◆ **Goal**: Please collect each line of the entries that holds the word "distant" and copy those lines out.

-*-

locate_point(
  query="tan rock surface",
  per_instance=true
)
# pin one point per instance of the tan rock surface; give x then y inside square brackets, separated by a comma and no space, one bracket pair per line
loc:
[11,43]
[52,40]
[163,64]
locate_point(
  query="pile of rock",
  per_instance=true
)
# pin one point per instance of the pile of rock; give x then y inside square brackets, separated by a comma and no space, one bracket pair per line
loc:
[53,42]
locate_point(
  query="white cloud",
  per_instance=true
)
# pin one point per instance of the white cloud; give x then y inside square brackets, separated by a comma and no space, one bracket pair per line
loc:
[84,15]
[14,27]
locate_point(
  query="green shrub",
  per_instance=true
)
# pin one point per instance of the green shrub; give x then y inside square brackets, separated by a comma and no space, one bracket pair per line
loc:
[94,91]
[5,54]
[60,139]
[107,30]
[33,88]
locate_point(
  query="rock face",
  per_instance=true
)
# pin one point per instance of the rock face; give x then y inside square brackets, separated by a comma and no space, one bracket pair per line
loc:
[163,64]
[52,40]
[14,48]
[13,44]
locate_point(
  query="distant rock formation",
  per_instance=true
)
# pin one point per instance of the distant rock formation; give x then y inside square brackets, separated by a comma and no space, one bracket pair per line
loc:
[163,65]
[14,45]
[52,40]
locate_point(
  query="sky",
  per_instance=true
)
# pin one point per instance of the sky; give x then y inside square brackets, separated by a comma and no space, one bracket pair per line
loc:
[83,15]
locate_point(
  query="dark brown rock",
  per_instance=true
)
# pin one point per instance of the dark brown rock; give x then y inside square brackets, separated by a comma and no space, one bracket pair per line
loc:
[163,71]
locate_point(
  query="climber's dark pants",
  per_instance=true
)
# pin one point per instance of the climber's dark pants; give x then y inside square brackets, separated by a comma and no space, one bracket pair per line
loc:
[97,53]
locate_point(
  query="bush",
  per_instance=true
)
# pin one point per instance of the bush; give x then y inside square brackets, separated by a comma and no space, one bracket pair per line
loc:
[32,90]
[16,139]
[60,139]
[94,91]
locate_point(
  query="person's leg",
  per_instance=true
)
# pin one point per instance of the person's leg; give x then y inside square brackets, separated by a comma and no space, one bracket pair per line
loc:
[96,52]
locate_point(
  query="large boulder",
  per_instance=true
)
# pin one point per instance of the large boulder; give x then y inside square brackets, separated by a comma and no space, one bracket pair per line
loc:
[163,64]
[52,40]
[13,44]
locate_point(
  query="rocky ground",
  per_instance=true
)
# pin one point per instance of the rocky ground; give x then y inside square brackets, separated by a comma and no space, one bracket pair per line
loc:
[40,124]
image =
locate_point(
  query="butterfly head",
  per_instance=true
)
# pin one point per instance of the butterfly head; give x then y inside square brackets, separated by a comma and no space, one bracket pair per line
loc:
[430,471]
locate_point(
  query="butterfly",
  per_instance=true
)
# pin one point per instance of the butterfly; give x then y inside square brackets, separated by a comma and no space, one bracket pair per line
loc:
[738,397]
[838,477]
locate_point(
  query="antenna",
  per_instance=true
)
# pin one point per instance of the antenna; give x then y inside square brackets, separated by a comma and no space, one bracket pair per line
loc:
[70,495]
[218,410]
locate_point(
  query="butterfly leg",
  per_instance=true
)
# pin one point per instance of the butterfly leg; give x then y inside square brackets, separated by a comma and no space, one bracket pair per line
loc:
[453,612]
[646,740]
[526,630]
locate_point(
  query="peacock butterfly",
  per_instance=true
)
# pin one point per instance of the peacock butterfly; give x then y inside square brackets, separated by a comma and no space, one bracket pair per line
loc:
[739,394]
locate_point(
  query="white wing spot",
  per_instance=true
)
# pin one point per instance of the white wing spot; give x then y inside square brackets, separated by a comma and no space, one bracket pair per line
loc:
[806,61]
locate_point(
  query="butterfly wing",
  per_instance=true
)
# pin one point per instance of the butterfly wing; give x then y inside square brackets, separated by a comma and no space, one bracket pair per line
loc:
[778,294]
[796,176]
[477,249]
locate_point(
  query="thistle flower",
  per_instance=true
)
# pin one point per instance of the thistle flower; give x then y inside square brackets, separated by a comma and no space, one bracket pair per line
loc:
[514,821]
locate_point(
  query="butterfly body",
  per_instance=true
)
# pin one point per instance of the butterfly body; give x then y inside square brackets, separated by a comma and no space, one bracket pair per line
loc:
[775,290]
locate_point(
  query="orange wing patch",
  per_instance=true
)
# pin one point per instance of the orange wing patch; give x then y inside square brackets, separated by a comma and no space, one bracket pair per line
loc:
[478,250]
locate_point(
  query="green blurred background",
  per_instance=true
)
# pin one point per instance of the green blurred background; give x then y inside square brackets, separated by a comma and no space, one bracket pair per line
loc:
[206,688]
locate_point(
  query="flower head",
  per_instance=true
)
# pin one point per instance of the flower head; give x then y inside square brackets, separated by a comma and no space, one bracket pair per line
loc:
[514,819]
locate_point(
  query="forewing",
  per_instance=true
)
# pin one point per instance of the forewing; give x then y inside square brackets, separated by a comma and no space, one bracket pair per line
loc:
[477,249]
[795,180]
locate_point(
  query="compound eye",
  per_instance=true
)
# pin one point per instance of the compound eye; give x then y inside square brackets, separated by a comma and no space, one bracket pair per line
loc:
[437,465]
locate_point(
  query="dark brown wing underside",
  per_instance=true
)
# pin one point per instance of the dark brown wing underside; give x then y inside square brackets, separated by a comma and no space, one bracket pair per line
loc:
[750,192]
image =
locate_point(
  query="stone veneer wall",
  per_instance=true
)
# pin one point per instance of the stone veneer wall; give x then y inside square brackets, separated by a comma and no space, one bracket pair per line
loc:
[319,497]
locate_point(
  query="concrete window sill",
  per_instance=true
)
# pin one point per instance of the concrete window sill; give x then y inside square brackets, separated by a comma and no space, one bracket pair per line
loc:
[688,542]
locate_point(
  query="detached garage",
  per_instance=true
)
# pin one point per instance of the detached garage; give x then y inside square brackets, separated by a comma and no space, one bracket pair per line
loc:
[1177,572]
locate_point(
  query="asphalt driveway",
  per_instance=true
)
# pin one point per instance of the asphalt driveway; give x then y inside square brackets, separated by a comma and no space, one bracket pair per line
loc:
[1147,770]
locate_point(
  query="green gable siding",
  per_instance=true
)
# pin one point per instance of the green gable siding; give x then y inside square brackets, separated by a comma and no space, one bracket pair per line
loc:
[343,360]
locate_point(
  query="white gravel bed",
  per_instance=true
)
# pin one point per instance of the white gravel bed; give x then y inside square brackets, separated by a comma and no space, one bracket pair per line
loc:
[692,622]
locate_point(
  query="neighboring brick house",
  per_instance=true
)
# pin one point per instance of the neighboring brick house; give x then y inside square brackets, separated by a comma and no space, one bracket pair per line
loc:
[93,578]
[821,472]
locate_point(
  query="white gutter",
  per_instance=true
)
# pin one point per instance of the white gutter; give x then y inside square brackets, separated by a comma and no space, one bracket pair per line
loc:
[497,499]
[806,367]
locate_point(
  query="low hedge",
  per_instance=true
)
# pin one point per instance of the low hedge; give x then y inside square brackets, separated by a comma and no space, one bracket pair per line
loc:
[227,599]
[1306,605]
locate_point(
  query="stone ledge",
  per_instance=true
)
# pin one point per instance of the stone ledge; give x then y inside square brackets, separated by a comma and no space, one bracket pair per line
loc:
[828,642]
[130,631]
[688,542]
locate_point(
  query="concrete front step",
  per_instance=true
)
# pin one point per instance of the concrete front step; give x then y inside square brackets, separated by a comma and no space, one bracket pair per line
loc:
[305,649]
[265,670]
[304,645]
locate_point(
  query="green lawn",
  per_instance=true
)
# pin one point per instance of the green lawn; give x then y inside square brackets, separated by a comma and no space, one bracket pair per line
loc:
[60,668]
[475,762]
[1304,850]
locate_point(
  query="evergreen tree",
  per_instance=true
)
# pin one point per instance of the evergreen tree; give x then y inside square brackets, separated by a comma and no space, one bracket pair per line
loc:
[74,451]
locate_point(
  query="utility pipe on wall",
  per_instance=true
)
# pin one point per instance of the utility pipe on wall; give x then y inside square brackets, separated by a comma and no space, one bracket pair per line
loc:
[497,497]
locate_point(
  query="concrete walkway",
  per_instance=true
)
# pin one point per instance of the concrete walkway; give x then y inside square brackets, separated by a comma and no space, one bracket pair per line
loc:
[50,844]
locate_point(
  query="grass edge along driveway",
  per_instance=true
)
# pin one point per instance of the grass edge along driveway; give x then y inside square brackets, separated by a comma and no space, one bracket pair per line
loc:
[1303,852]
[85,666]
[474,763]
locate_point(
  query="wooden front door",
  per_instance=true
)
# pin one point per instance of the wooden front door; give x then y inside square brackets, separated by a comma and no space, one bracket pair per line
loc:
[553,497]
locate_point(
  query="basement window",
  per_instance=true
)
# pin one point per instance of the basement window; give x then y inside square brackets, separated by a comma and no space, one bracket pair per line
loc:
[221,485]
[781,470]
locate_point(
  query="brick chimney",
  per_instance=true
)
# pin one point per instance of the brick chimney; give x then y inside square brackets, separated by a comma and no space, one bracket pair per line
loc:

-*-

◆ **Answer to this problem**:
  query="distant rock formation",
# pin one point per instance of the distant rock formation; give x then y inside square brackets, separated by a comma and no space, one bracket pair per line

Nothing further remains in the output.